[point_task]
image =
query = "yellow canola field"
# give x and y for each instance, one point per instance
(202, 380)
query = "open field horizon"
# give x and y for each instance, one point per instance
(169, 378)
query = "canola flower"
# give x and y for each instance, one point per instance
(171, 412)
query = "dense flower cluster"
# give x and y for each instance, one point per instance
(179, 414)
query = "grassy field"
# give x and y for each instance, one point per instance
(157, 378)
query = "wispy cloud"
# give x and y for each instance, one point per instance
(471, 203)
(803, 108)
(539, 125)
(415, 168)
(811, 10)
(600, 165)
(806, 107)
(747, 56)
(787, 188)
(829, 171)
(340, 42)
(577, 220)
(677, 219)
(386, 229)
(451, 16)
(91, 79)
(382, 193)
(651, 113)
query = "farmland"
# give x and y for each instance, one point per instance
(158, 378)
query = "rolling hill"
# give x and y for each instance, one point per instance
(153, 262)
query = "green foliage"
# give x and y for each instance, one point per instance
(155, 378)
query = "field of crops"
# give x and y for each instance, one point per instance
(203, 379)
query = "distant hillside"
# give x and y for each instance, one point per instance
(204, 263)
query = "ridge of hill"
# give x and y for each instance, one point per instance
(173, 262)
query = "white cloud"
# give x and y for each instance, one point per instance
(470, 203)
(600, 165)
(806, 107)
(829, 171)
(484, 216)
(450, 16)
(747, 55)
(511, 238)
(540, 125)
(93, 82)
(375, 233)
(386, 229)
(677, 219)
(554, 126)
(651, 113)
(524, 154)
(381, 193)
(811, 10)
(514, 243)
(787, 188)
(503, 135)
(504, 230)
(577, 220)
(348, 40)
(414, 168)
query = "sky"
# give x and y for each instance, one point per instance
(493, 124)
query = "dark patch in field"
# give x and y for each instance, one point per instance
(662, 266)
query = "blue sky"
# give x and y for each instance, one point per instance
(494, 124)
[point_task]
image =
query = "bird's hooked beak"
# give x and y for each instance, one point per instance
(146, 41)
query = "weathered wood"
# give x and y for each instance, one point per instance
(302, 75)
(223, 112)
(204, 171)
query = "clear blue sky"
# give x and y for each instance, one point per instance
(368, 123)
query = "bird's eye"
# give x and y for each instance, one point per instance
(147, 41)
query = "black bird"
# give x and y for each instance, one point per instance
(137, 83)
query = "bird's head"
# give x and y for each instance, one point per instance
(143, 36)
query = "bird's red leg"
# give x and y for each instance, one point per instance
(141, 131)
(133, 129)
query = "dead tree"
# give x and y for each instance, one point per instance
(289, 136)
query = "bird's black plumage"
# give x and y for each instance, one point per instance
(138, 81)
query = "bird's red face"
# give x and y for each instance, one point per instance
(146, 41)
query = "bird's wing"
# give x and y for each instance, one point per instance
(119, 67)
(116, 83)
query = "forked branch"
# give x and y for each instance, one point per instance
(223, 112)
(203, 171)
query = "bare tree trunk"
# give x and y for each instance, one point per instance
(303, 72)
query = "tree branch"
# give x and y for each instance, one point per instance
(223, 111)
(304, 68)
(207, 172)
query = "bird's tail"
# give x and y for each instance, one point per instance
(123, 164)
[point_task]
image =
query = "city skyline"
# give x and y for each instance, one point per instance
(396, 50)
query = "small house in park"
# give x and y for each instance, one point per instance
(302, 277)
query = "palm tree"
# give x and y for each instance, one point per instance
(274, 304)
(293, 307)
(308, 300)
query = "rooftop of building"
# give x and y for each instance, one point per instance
·····
## [Brief]
Transcribe all the entries, keeping each one exactly as it is.

## [Solution]
[point_task]
image =
query = "yellow canola field"
# give x and y for each instance, one point per instance
(202, 380)
query = "open field horizon"
# give x and y for each instance, one point per instance
(169, 378)
query = "canola flower"
# give x and y for each instance, one point per instance
(171, 412)
query = "dense flower cluster"
# give x and y for each instance, one point per instance
(179, 414)
query = "grassy field"
# give x and y for each instance, one point per instance
(157, 378)
query = "wispy cloud"
# give x and y for each instance, one point per instance
(471, 203)
(803, 108)
(539, 125)
(415, 168)
(811, 10)
(600, 165)
(806, 107)
(747, 56)
(787, 188)
(829, 171)
(340, 42)
(577, 220)
(677, 219)
(386, 229)
(451, 16)
(91, 79)
(382, 193)
(651, 113)
query = "farmland"
# give x and y for each instance, one point per instance
(158, 378)
query = "rolling hill"
# give x and y for each instance, one point per instance
(153, 262)
query = "green foliage"
# give x and y for each instance, one point per instance
(155, 378)
query = "field of crops"
# give x and y for each instance, one point per instance
(203, 379)
query = "distant hillside"
# give x and y for each instance, one point per instance
(204, 263)
query = "ridge of hill"
# give x and y for each instance, one point per instance
(173, 262)
query = "white cloud"
# give x and y for each instance, one point per instance
(470, 203)
(600, 165)
(806, 107)
(829, 171)
(484, 216)
(450, 16)
(747, 55)
(511, 238)
(540, 125)
(93, 82)
(375, 233)
(386, 229)
(677, 219)
(554, 126)
(651, 113)
(524, 154)
(381, 193)
(811, 10)
(514, 243)
(787, 188)
(503, 135)
(504, 230)
(577, 220)
(348, 40)
(414, 168)
query = "sky"
# give x and y for each instance, one point per instance
(493, 124)
query = "dark patch in field"
# give x and y for each instance, one point per instance
(662, 266)
query = "blue sky"
# give x and y for each instance, one point per instance
(494, 124)
[point_task]
image =
query = "bird's hooked beak"
# give x and y for each instance, one point per instance
(146, 41)
query = "weathered wood"
# give x and y for each instance, one point per instance
(302, 75)
(223, 112)
(204, 171)
query = "clear blue sky"
# give x and y for each instance, one point per instance
(368, 123)
query = "bird's eye"
# give x and y for each instance, one point per instance
(147, 41)
query = "black bird"
# give x and y for each instance, one point per instance
(137, 83)
query = "bird's head"
# give x and y for each instance, one point per instance
(143, 36)
query = "bird's red leg"
# give x and y for each instance, one point per instance
(141, 131)
(133, 129)
query = "dead tree"
# give x and y for each instance, one point per instance
(289, 136)
query = "bird's black plumage"
# give x and y for each instance, one point per instance
(138, 81)
query = "bird's red face"
# give x and y for each instance, one point per instance
(146, 41)
query = "bird's wing"
# give x and y for each instance, one point per instance
(119, 67)
(116, 83)
query = "forked branch"
# give x and y for each instance, one point per instance
(223, 112)
(203, 171)
query = "bare tree trunk"
# give x and y for each instance, one point per instance
(303, 72)
query = "tree branch"
# give x and y for each instance, one point per instance
(223, 111)
(304, 68)
(207, 172)
query = "bird's tail"
# give x and y for each instance, one point per instance
(123, 164)
[point_task]
image =
query = "city skyline"
# give x and y for each instance, one point per instance
(396, 50)
query = "small house in park"
# give x and y for each instance, one point per instance
(302, 277)
query = "palm tree"
# give x and y for each instance, one point per instance
(274, 304)
(293, 307)
(308, 300)
query = "rooftop of building"
# give x and y for each instance, one point per instance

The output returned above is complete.